To do
Where the line containing "the red biohazard" appears in the records below, begin there and write out each line exactly until the last one, and nothing more.

Data for processing
* * * * *

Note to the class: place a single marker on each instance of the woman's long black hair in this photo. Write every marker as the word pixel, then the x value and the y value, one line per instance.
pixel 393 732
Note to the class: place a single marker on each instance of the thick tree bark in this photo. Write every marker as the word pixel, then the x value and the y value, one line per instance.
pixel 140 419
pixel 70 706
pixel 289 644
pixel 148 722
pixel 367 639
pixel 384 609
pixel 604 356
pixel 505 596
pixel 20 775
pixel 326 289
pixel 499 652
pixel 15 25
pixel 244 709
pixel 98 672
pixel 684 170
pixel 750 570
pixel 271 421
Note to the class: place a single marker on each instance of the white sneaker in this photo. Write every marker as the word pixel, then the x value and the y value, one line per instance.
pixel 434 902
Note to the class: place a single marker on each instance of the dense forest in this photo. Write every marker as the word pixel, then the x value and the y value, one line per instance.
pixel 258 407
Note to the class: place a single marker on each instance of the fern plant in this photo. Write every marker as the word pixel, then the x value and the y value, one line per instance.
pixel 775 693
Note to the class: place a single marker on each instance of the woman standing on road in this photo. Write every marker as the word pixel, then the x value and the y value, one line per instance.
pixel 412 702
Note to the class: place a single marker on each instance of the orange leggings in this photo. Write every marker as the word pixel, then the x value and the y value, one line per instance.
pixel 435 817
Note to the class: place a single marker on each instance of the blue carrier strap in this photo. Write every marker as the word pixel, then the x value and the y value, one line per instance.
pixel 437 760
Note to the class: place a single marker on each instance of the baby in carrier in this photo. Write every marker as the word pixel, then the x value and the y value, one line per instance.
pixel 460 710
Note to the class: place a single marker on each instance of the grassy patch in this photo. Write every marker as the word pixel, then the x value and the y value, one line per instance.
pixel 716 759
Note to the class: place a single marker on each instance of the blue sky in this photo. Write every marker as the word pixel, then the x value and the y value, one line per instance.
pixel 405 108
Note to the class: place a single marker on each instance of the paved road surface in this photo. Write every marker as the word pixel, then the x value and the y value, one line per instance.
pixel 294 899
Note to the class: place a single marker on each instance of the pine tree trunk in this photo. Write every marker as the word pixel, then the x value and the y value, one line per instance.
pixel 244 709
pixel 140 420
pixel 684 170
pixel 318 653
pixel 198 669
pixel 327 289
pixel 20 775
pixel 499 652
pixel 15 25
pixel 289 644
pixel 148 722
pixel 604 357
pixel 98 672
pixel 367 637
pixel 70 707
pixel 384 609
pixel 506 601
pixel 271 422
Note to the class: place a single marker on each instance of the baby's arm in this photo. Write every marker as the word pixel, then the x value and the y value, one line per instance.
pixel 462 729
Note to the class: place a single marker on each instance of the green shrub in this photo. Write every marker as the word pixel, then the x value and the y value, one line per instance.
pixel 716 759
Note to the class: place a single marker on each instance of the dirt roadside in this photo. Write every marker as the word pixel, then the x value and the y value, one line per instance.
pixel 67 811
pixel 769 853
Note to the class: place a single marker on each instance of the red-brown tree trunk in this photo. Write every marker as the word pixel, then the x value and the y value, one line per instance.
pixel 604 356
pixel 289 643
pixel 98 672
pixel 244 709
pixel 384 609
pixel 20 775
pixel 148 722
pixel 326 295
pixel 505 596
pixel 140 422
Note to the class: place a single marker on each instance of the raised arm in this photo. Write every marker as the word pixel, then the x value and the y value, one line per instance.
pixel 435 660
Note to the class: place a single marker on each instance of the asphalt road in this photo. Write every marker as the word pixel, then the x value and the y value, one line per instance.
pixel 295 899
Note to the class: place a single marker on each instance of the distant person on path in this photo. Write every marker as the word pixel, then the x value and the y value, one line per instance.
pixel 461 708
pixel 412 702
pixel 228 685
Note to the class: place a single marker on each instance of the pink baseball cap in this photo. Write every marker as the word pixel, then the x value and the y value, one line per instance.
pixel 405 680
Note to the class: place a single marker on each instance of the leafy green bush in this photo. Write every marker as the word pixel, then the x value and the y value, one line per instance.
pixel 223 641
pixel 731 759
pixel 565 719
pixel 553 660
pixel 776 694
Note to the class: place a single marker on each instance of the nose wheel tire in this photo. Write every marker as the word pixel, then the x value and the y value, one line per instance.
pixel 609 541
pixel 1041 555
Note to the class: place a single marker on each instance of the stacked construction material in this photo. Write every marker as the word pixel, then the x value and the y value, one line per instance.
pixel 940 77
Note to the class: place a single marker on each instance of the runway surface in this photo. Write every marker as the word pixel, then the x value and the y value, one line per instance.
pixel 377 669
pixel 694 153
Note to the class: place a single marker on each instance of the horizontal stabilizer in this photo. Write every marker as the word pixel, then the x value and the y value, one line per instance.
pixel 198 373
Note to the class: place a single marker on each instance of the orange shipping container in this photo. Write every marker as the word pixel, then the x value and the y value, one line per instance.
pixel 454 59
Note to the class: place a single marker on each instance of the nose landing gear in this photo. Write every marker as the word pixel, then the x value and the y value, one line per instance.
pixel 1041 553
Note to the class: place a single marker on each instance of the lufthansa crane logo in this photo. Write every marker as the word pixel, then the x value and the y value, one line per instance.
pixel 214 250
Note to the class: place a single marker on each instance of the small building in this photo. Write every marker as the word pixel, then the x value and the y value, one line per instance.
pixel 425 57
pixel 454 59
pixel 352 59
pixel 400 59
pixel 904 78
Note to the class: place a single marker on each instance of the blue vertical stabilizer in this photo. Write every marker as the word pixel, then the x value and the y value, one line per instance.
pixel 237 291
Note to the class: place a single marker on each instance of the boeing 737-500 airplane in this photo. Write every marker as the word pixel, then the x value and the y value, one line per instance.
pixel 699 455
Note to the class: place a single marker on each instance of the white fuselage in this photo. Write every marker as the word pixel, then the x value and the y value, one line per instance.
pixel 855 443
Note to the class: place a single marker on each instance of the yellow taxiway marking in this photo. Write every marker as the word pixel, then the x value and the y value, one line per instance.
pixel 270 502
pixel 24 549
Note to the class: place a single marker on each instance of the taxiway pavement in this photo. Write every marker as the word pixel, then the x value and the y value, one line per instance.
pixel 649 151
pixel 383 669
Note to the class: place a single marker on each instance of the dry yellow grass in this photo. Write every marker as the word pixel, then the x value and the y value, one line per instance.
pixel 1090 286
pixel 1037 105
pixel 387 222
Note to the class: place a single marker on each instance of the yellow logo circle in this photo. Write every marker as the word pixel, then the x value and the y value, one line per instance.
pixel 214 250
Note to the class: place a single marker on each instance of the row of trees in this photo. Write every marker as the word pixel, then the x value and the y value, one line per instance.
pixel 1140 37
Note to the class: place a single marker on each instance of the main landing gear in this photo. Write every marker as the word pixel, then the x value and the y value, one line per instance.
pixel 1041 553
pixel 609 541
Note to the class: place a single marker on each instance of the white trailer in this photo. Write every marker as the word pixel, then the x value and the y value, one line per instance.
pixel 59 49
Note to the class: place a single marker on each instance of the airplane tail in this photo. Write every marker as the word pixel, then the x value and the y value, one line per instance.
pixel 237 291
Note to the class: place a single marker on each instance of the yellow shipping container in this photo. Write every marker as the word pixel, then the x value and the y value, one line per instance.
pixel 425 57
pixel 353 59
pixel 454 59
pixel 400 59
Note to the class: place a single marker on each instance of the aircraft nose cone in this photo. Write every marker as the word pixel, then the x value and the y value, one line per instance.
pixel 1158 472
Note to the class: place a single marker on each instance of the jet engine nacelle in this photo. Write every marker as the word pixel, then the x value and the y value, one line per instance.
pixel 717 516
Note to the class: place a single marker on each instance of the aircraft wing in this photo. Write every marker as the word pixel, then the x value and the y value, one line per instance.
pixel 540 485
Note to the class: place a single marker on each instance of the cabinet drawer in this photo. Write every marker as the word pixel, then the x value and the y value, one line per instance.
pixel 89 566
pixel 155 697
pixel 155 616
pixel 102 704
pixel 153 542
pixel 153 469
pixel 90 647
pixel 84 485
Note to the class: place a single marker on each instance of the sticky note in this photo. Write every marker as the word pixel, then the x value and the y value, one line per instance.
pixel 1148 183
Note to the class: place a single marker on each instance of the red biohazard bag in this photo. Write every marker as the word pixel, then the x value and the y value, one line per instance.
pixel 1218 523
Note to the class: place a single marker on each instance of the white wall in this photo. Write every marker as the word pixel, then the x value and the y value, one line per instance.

* * * * *

Exercise solution
Note to the class: place a single marker on each instance of the red biohazard bag in this photo. Write every marker as the word pixel, then the x value and the y value, one line per instance.
pixel 1218 523
Note to the class: place a single marker on each instance of the white wall in this photo. Write every marker as the word pixel, then the x value and the y value, one line per instance.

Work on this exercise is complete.